◆ DATASET ENTRIES
--- --- ---
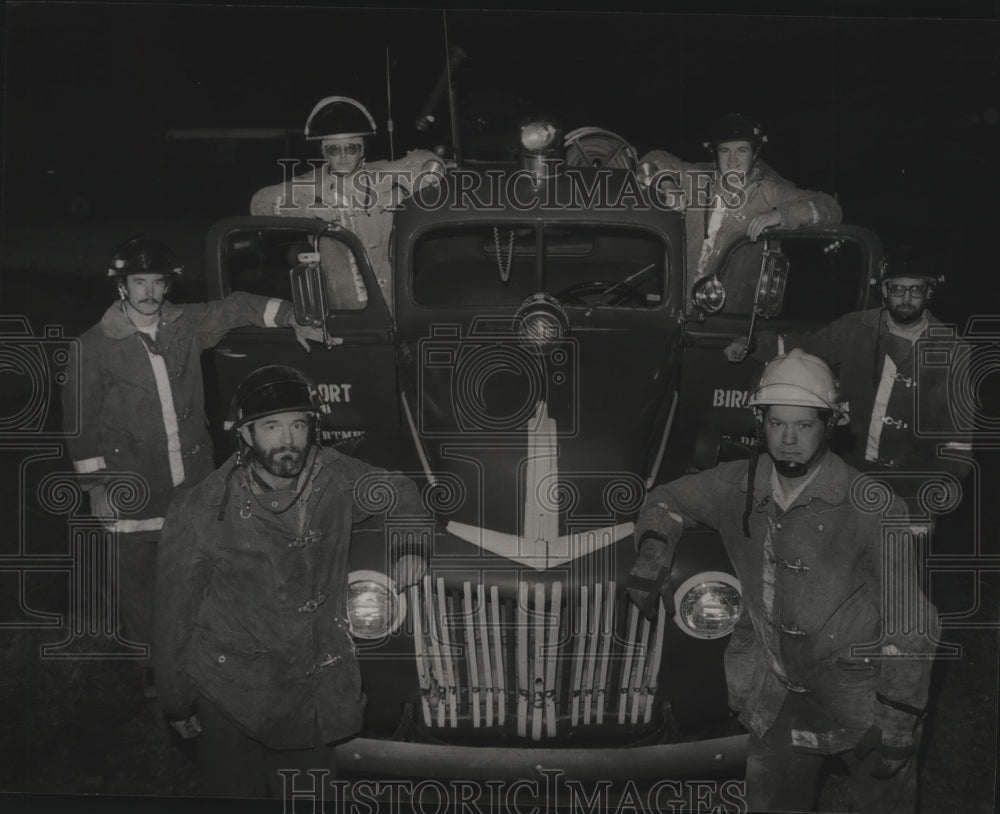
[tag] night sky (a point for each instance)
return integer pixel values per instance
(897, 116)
--- --- ---
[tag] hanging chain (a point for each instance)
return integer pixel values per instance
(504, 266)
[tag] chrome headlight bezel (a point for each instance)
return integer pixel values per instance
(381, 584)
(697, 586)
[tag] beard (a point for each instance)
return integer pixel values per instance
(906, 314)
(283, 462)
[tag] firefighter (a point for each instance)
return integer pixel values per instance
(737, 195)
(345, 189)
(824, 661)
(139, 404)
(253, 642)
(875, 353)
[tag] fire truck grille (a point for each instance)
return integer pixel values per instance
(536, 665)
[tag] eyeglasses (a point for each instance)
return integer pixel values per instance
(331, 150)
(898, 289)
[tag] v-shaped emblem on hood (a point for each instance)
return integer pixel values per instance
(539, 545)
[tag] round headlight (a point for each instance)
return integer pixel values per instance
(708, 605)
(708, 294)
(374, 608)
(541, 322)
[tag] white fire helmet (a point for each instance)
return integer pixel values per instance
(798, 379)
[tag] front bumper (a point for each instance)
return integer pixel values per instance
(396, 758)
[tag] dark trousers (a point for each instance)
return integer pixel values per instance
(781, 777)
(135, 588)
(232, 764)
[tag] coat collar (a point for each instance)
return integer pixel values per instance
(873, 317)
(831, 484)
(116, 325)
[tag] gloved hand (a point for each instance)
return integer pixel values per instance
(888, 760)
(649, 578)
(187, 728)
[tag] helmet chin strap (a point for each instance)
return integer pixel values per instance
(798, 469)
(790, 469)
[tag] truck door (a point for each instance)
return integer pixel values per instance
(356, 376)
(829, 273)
--- --- ---
◆ SHORT TASK
List each line of the listing above that contains the string "headlight", copying every such line in full.

◆ EXERCISE ANSWER
[tag] chrome headlight bezel (a point for each instance)
[tag] round headlight (a point for each instance)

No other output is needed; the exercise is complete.